■ **INSTRUCTIONS TO FOLLOW**
Reproduce word for word the lines of the entries from the line containing "Where can the cloud" through the line containing "Target: cloud", including both of those lines.
### GIVEN RECORDS
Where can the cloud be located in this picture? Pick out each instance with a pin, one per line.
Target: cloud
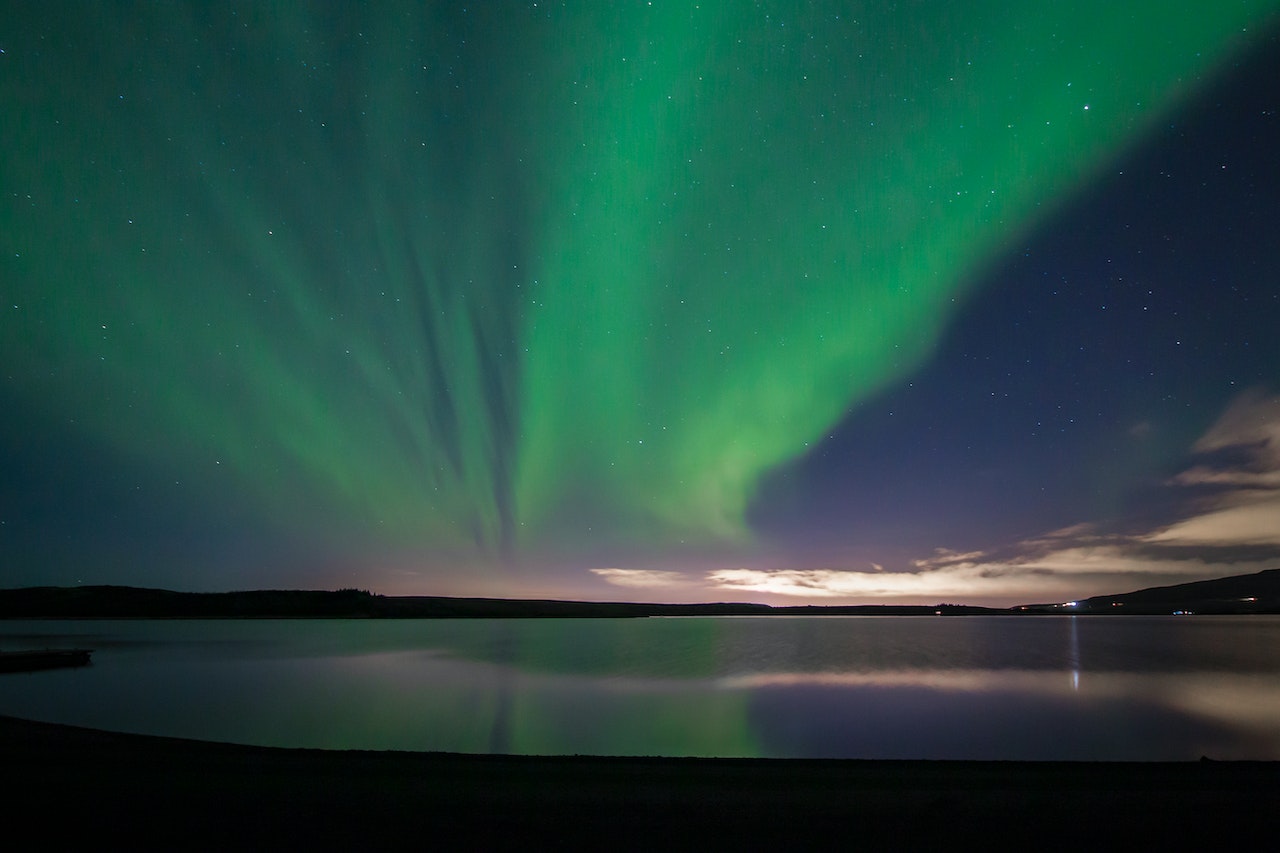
######
### GIVEN RECORDS
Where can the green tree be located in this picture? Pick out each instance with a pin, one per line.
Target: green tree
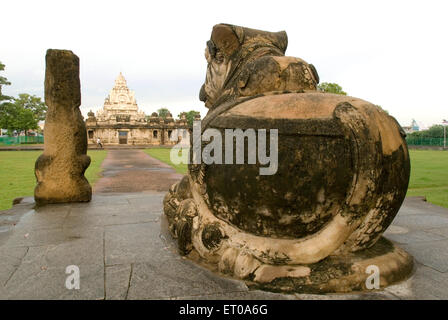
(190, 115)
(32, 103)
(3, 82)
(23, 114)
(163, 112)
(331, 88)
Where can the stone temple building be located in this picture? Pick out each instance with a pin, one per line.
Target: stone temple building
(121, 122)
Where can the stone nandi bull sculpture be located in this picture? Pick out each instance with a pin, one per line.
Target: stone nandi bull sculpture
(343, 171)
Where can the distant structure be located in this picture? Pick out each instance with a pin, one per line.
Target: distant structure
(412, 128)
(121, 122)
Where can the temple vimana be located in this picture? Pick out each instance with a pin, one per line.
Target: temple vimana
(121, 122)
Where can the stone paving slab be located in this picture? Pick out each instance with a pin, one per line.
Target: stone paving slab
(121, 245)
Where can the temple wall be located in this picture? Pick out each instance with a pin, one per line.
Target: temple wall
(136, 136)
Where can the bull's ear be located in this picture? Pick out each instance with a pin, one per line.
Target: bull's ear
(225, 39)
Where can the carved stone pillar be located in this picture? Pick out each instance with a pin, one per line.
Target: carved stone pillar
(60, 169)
######
### GIVEN RECORDS
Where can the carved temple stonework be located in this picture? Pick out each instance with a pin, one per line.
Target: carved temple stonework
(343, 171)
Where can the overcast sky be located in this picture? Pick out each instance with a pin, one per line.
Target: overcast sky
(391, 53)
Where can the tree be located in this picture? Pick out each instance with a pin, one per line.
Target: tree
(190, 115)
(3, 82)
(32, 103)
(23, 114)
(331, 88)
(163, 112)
######
■ **WRITTEN ANSWER**
Where can the cloud be located in this picture? Pick out each instance with a pin, one per line.
Target: cloud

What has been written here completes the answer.